Exercise task:
Please recast the rows as a JSON list of strings, one string per line and no blank lines, beginning with the line that contains "Data labeling task — object class: wooden beam." and continuing through the end of the rows.

** Start Records for the exercise **

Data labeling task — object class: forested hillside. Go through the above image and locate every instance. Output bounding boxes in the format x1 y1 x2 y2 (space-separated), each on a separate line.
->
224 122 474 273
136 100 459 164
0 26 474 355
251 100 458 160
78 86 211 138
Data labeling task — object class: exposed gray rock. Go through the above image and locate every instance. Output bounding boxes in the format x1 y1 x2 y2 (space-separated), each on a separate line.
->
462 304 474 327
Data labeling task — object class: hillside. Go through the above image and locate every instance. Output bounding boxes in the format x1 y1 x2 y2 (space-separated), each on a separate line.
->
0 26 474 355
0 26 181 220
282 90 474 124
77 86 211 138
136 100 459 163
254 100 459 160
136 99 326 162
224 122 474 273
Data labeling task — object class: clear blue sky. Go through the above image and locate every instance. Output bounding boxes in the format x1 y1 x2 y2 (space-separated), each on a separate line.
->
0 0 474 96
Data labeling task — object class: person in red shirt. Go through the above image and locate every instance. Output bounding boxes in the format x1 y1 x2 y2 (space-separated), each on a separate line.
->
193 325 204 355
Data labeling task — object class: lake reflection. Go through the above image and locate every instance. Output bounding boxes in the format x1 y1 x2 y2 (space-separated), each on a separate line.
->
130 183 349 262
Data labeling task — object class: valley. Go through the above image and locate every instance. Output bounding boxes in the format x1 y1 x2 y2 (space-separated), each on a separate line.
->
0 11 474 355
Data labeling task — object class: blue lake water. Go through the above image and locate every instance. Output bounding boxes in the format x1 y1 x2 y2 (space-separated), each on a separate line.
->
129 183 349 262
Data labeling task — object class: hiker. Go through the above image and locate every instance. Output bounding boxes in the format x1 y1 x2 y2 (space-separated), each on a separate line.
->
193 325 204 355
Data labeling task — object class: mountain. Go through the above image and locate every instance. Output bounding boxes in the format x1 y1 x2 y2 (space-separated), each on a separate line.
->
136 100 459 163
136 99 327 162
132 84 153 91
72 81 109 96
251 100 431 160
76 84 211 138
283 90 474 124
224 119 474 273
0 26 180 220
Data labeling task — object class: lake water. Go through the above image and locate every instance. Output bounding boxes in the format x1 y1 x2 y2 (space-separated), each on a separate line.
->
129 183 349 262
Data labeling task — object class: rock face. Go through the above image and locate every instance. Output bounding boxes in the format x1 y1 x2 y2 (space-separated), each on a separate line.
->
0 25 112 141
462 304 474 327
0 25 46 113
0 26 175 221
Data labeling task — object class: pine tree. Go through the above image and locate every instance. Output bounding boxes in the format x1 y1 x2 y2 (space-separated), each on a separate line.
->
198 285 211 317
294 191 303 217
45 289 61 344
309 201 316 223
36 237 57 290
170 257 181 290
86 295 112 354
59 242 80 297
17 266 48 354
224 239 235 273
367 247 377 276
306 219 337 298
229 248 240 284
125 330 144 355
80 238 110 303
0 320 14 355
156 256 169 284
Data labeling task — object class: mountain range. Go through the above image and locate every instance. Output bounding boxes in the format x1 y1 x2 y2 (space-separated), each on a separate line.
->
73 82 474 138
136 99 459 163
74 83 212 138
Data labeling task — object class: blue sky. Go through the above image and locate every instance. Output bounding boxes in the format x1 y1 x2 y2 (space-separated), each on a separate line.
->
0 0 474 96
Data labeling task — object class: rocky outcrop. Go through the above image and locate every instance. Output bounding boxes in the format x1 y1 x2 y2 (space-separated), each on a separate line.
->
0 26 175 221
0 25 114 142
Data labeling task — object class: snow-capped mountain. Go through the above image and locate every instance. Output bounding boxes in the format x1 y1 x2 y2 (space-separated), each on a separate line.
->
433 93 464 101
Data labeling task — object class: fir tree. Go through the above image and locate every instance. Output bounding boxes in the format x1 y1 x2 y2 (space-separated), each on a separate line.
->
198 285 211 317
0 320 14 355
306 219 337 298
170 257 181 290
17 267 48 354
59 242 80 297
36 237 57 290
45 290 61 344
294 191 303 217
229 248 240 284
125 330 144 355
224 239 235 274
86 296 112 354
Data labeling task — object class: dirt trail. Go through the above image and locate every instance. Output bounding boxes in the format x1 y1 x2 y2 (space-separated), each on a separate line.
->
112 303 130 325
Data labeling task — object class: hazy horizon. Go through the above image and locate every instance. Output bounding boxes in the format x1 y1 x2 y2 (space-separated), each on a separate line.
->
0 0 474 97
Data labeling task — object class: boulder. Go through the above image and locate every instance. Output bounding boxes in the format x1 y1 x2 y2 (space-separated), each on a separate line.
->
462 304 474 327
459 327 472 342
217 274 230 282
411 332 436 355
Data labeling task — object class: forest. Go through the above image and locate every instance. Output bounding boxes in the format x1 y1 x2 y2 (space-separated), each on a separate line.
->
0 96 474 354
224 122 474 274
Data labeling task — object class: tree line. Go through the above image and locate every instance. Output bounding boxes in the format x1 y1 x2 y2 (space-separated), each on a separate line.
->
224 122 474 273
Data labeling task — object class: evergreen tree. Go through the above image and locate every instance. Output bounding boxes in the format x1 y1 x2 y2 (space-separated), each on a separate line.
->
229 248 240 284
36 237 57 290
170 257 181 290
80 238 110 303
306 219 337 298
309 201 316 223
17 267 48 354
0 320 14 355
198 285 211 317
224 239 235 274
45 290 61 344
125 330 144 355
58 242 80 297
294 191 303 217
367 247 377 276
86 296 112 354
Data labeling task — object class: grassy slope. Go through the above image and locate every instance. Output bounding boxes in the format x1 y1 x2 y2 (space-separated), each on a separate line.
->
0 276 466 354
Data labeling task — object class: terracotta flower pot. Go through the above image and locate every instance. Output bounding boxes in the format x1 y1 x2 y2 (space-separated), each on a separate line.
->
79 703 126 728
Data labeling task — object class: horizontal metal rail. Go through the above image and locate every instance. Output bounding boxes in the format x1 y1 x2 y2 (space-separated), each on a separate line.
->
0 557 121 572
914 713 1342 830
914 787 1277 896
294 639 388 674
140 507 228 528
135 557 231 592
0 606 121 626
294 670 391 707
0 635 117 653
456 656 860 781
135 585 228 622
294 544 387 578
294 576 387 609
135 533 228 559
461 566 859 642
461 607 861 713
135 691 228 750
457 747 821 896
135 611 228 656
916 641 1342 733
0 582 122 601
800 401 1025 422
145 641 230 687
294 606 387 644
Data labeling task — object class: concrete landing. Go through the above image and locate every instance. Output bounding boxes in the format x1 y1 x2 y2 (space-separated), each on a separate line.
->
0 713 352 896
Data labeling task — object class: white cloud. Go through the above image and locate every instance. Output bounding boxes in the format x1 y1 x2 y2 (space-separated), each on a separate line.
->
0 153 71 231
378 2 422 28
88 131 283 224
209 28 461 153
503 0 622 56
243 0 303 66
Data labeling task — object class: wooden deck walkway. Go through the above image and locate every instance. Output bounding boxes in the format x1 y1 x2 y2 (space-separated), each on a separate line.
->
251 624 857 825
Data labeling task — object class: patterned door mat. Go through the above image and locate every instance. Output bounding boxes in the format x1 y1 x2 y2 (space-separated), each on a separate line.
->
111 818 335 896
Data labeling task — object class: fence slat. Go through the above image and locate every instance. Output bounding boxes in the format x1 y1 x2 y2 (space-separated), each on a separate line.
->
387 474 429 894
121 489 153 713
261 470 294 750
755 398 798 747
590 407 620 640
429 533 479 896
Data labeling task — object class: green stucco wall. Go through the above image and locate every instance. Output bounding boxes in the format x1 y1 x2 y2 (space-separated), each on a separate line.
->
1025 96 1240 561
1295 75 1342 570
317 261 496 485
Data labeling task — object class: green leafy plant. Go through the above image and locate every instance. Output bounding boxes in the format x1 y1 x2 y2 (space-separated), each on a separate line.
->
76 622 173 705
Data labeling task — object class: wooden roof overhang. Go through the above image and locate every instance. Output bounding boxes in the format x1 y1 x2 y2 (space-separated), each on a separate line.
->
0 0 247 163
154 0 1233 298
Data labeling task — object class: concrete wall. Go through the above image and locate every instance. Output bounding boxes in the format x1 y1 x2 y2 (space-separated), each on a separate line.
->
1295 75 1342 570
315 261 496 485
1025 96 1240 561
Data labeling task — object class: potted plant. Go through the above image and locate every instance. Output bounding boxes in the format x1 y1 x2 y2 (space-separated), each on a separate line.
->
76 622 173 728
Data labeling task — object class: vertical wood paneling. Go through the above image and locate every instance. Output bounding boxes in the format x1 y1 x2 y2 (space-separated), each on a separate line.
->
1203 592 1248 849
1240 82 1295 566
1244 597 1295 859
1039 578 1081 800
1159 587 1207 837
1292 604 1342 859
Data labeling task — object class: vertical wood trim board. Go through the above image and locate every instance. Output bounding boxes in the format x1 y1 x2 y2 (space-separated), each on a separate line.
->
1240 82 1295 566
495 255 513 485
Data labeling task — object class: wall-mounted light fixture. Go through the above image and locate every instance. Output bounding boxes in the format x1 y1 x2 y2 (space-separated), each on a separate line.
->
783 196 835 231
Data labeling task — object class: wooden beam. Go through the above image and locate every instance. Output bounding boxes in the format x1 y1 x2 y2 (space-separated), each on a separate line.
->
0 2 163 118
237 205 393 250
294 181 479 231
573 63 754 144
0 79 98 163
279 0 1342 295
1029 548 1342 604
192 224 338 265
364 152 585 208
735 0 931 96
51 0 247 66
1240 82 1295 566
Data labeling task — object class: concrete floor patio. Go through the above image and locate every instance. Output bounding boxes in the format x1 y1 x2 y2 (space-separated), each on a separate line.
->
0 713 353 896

** End Records for the exercise **

Result:
[
  "Data labeling task — object class: wooden beam. Go through the above image and locate every instance. Output bounding boxes in the format x1 y1 x2 y2 (space-separated), each on a separate line.",
  "->",
  "0 2 163 118",
  "237 205 393 250",
  "294 181 479 231",
  "573 63 754 144",
  "0 79 98 163",
  "279 0 1342 295",
  "1029 548 1342 604",
  "192 224 338 265",
  "364 152 585 208",
  "735 0 931 96",
  "51 0 247 66",
  "1240 82 1295 566",
  "Data labeling task — object class: concrete floor patio. Go through the above image and locate every instance. Output bounding boxes in the format x1 y1 x2 y2 (space-separated), each on a separate line.",
  "->",
  "0 713 353 896"
]